───── Data for review

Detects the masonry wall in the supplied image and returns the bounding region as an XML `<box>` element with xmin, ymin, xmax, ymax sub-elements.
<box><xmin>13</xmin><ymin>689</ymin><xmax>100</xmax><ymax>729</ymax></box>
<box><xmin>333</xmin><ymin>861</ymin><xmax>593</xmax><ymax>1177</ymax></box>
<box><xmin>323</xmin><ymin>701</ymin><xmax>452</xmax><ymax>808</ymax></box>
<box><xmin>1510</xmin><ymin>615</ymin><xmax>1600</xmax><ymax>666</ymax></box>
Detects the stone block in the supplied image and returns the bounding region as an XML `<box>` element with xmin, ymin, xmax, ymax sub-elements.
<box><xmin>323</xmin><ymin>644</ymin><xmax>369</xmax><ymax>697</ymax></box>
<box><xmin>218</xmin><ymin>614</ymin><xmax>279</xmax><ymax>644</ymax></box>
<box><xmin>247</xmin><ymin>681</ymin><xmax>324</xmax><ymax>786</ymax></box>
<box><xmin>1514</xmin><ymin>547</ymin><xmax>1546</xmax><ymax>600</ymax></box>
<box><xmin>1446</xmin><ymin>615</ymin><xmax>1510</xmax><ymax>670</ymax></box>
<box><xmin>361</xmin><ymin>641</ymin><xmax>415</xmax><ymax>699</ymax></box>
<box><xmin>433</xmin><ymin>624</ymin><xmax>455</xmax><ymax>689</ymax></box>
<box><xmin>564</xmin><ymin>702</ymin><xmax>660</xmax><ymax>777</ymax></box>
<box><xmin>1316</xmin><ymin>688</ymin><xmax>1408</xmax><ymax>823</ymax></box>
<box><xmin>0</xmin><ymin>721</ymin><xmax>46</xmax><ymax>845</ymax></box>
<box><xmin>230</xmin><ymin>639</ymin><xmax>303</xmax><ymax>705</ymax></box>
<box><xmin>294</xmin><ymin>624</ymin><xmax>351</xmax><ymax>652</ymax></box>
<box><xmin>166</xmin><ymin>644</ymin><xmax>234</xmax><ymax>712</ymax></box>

──────────

Output all of the data exactly as given.

Detects the masonry wall in the supplied image and returns the bounding region as an XML `<box>` element with xmin, ymin, xmax, ymax sub-elements.
<box><xmin>13</xmin><ymin>689</ymin><xmax>100</xmax><ymax>729</ymax></box>
<box><xmin>333</xmin><ymin>861</ymin><xmax>593</xmax><ymax>1177</ymax></box>
<box><xmin>323</xmin><ymin>701</ymin><xmax>452</xmax><ymax>808</ymax></box>
<box><xmin>1510</xmin><ymin>615</ymin><xmax>1600</xmax><ymax>666</ymax></box>
Detects the stone block in the supplied image and returns the bounding region as an XML `<box>` element with xmin, ymin, xmax, ymax sub-elements.
<box><xmin>323</xmin><ymin>644</ymin><xmax>369</xmax><ymax>697</ymax></box>
<box><xmin>218</xmin><ymin>614</ymin><xmax>279</xmax><ymax>644</ymax></box>
<box><xmin>247</xmin><ymin>681</ymin><xmax>324</xmax><ymax>786</ymax></box>
<box><xmin>1514</xmin><ymin>547</ymin><xmax>1546</xmax><ymax>600</ymax></box>
<box><xmin>1446</xmin><ymin>615</ymin><xmax>1510</xmax><ymax>670</ymax></box>
<box><xmin>361</xmin><ymin>641</ymin><xmax>415</xmax><ymax>699</ymax></box>
<box><xmin>433</xmin><ymin>624</ymin><xmax>455</xmax><ymax>689</ymax></box>
<box><xmin>564</xmin><ymin>702</ymin><xmax>660</xmax><ymax>777</ymax></box>
<box><xmin>1316</xmin><ymin>688</ymin><xmax>1408</xmax><ymax>823</ymax></box>
<box><xmin>0</xmin><ymin>721</ymin><xmax>46</xmax><ymax>845</ymax></box>
<box><xmin>230</xmin><ymin>639</ymin><xmax>303</xmax><ymax>705</ymax></box>
<box><xmin>294</xmin><ymin>624</ymin><xmax>351</xmax><ymax>652</ymax></box>
<box><xmin>166</xmin><ymin>644</ymin><xmax>234</xmax><ymax>712</ymax></box>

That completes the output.